Pull every line from the records that has the word "person" in it.

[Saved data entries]
- - -

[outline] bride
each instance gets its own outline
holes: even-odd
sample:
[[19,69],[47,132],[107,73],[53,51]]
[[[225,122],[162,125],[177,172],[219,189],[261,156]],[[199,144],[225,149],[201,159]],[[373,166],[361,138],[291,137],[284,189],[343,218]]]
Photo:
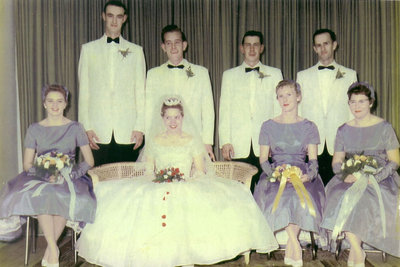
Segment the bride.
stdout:
[[181,100],[160,106],[146,136],[146,175],[96,186],[95,223],[84,228],[79,255],[103,266],[181,266],[277,248],[250,190],[214,174]]

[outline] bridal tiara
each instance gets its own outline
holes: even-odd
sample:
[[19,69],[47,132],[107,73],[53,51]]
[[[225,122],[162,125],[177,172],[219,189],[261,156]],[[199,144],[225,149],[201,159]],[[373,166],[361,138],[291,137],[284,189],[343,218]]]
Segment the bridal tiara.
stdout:
[[164,100],[164,104],[167,106],[176,106],[182,104],[181,100],[177,97],[169,97]]

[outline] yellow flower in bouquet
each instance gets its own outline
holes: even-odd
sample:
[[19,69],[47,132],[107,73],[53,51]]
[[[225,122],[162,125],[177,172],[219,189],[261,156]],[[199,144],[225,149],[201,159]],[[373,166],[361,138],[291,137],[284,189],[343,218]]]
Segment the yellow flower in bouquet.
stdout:
[[272,177],[269,178],[270,182],[281,181],[282,178],[286,180],[289,179],[296,179],[296,177],[300,178],[302,175],[302,171],[297,166],[292,166],[290,164],[282,164],[275,168],[272,173]]
[[40,155],[34,163],[36,176],[42,177],[45,181],[58,183],[62,179],[60,170],[66,166],[70,166],[70,158],[68,155],[57,152],[49,152]]
[[378,169],[378,162],[372,156],[353,155],[342,163],[341,174],[344,180],[349,174],[364,172],[374,174]]
[[314,217],[316,216],[315,208],[312,204],[311,198],[306,188],[304,187],[303,182],[301,181],[302,175],[303,172],[299,167],[292,166],[290,164],[282,164],[275,168],[274,172],[272,173],[272,177],[270,178],[270,181],[275,182],[276,180],[278,180],[280,184],[274,203],[272,205],[272,213],[274,213],[278,208],[279,201],[286,187],[286,182],[290,180],[296,191],[297,196],[300,199],[300,205],[302,206],[302,208],[305,209],[307,204],[310,214]]

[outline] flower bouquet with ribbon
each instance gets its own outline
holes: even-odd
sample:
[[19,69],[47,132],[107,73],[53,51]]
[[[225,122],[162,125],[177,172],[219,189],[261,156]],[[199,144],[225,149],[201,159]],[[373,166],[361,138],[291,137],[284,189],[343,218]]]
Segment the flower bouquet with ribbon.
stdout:
[[332,239],[341,233],[343,225],[347,221],[351,211],[361,199],[368,184],[374,188],[379,202],[379,209],[382,221],[383,236],[386,236],[386,215],[383,207],[382,194],[379,184],[376,181],[374,174],[379,171],[377,161],[372,156],[353,155],[342,163],[341,180],[344,181],[348,175],[353,175],[357,180],[346,190],[343,196],[341,207],[336,218],[335,226],[332,232]]
[[68,155],[54,151],[38,156],[34,162],[36,176],[42,177],[49,183],[62,183],[64,177],[60,171],[70,166]]
[[282,164],[275,168],[272,173],[272,177],[270,177],[269,180],[270,182],[279,181],[280,184],[278,193],[276,194],[274,203],[272,205],[272,213],[274,213],[277,209],[282,193],[285,190],[286,183],[289,179],[297,193],[297,196],[300,199],[301,207],[305,209],[307,204],[310,214],[316,217],[315,208],[312,204],[310,195],[308,194],[306,188],[303,185],[303,182],[301,181],[302,175],[303,173],[299,167],[292,166],[290,164]]
[[171,183],[184,181],[183,173],[179,171],[179,168],[166,168],[156,173],[156,178],[153,180],[154,183]]
[[356,172],[364,172],[369,174],[376,173],[378,163],[372,156],[353,155],[342,163],[341,172],[342,180],[346,179],[349,174]]

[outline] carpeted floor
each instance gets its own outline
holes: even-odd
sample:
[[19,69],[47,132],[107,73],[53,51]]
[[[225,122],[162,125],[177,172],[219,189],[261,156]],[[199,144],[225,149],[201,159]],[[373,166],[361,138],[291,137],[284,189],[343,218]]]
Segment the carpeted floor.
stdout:
[[[272,254],[271,259],[267,257],[266,254],[258,254],[253,252],[250,256],[250,264],[247,265],[249,267],[264,267],[264,266],[286,266],[283,264],[283,257],[284,251],[276,251]],[[318,251],[317,259],[312,260],[310,250],[304,251],[304,267],[312,267],[312,266],[321,266],[321,267],[345,267],[347,261],[347,252],[344,251],[341,253],[340,258],[338,261],[335,259],[335,255],[333,253],[327,251]],[[34,265],[35,267],[40,267],[40,262]],[[84,259],[78,257],[78,262],[74,264],[74,256],[73,252],[71,251],[71,243],[67,242],[61,247],[61,259],[60,259],[60,266],[67,267],[67,266],[80,266],[80,267],[94,267],[97,265],[93,265],[90,263],[85,262]],[[196,265],[199,266],[199,265]],[[233,260],[221,262],[215,265],[207,265],[207,266],[218,266],[218,267],[242,267],[246,266],[244,262],[244,257],[239,256]],[[367,262],[367,267],[373,267],[374,265]]]

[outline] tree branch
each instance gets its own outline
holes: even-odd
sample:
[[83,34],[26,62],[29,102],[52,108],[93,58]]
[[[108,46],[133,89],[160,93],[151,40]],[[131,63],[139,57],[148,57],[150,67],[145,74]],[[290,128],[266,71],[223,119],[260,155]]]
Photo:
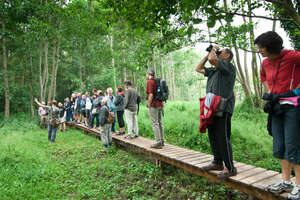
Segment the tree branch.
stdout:
[[[218,42],[210,42],[210,41],[200,41],[201,43],[213,43],[213,44],[217,44],[217,45],[222,45],[222,44],[220,44],[220,43],[218,43]],[[233,47],[233,46],[228,46],[228,47]],[[253,51],[253,50],[248,50],[248,49],[244,49],[244,48],[241,48],[241,47],[238,47],[238,49],[241,49],[241,50],[243,50],[243,51],[246,51],[246,52],[251,52],[251,53],[257,53],[257,51]]]
[[272,20],[272,21],[293,21],[292,19],[287,19],[287,18],[273,18],[273,17],[267,17],[267,16],[260,16],[260,15],[247,15],[247,14],[243,14],[243,13],[238,13],[238,12],[228,12],[225,10],[221,10],[216,8],[219,12],[225,13],[225,14],[229,14],[229,15],[238,15],[238,16],[242,16],[242,17],[252,17],[252,18],[261,18],[261,19],[267,19],[267,20]]

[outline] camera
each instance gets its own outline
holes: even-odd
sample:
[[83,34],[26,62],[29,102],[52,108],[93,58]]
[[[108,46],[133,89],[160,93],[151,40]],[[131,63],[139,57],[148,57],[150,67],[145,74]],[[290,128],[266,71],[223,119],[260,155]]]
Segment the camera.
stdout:
[[[206,48],[206,51],[210,52],[213,48],[213,45],[209,45],[209,47]],[[219,49],[216,50],[216,54],[217,55],[220,55],[221,54],[221,51]]]

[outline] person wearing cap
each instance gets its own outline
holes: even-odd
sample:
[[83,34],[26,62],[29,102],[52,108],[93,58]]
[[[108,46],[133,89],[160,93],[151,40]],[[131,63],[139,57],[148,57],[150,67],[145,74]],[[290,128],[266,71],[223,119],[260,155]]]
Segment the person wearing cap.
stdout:
[[151,148],[161,149],[164,146],[164,127],[162,124],[164,103],[155,99],[157,92],[157,85],[155,83],[155,73],[149,69],[146,73],[147,77],[147,108],[149,109],[149,116],[152,124],[152,129],[155,137],[155,143]]

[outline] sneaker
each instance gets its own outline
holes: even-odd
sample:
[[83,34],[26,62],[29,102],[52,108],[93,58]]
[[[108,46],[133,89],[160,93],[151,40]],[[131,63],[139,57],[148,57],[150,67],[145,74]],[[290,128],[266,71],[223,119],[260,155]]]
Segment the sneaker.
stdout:
[[293,190],[288,194],[288,200],[300,200],[300,185],[294,185]]
[[138,135],[134,135],[134,136],[133,136],[133,138],[137,138],[137,137],[139,137],[139,136],[138,136]]
[[129,139],[129,140],[133,139],[133,137],[131,135],[126,135],[124,138]]
[[223,172],[219,173],[217,175],[217,177],[219,179],[224,180],[224,179],[227,179],[230,176],[235,176],[235,175],[237,175],[237,169],[236,168],[234,168],[232,171],[228,171],[228,169],[225,169]]
[[222,171],[224,169],[223,164],[222,165],[217,165],[215,163],[210,163],[209,165],[206,165],[202,167],[204,171],[210,171],[210,170],[219,170]]
[[153,148],[153,149],[162,149],[163,145],[162,145],[162,143],[158,142],[158,143],[152,144],[150,146],[150,148]]
[[292,182],[281,181],[267,188],[269,192],[281,194],[283,192],[291,192],[293,189]]

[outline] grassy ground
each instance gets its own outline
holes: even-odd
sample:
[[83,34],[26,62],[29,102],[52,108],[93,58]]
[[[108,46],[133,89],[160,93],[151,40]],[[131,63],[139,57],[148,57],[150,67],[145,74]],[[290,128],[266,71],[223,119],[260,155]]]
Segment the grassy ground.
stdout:
[[[235,160],[278,170],[272,159],[265,115],[237,108],[232,122]],[[210,153],[199,134],[197,103],[168,103],[164,125],[168,143]],[[256,114],[253,114],[256,113]],[[153,137],[145,108],[140,133]],[[245,199],[201,177],[168,167],[162,171],[141,155],[113,147],[101,153],[99,140],[80,131],[58,132],[57,143],[25,116],[0,124],[0,199]]]

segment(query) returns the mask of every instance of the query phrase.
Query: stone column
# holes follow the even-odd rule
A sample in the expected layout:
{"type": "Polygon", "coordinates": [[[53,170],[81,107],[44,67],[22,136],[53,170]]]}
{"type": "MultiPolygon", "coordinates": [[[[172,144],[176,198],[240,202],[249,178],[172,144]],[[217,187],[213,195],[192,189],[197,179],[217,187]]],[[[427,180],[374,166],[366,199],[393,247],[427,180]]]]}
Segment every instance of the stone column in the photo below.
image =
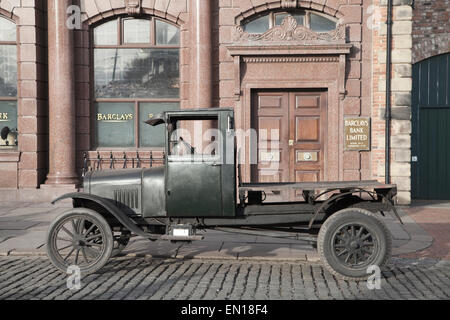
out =
{"type": "Polygon", "coordinates": [[[48,0],[49,174],[47,185],[75,185],[75,85],[72,0],[48,0]]]}
{"type": "Polygon", "coordinates": [[[212,105],[212,12],[210,0],[192,0],[192,83],[194,108],[212,105]]]}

- - -

Answer space>
[outline] person wearing cap
Segment the person wearing cap.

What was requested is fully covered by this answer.